[Input]

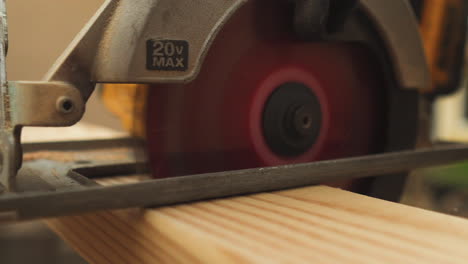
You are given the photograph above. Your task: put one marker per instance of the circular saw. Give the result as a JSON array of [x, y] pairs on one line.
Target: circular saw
[[225, 97]]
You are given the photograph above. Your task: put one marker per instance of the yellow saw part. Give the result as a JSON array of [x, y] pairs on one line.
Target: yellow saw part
[[128, 103]]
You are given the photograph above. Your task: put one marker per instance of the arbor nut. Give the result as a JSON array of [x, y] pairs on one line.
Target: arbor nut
[[65, 105]]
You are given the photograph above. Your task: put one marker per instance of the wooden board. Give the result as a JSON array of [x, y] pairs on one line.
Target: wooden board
[[307, 225]]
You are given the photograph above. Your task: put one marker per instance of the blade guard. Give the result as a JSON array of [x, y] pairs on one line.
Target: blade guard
[[148, 41]]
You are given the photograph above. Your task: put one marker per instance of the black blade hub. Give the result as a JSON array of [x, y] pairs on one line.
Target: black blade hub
[[292, 119]]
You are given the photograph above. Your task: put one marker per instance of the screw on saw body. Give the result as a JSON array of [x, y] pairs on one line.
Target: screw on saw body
[[65, 105]]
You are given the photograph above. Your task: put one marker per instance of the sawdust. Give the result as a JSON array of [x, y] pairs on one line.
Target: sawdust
[[68, 156]]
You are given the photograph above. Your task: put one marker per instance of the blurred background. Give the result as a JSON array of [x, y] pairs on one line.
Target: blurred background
[[40, 30]]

[/Input]

> [Aim of the task] The answer should consist of all the records, duplicated exactly, with no images included.

> [Result]
You are given the photograph above. Your task: put one marker per instance of the circular saw. Give the result as a JSON array of [x, y] pairs on one line.
Target: circular saw
[[225, 97]]
You are given the photograph above. Your task: put one marker per instance of the yellow saw part. Give the result as a JSON array of [x, y] pairs on one line.
Target: yellow saw part
[[128, 103]]
You are given the photograph above. Your task: put one marker per instance of the arbor nut. Give the result as a JSON array of [x, y] pairs on one line.
Target: arbor nut
[[65, 105]]
You are given the photograph above. Your task: put one marker per instance of the wooden board. Give the result as a JSON array of [x, y] pairs on one line.
Target: wooden board
[[307, 225]]
You are given the photograph above. Your task: put one marker per instance of the blade guard. Give the result as a JSON array of [x, y] pairs on one line.
Target: blade guard
[[148, 41]]
You are given the photograph above. Your task: put one marker per instance of the black blade hub. Give the result as a JSON array of [x, y] pairs on one line.
Target: black blade hub
[[292, 119]]
You are given the photograph above. Your task: put one marker per instance of the screw on saw body. Give the result as a JSON array of [x, y] pairs on one line.
Target: screw on saw body
[[65, 105]]
You are given the photograph above. Your task: put one marker per instance of the sawdust. Give the result as a JSON array of [x, y] pairs on one line.
Target: sawdust
[[68, 156]]
You are given the photograph above. Your task: put one marker per instance of the blurred background. Give the result as a JSON array of [x, y] pairs on one line.
Target: blurred background
[[40, 30]]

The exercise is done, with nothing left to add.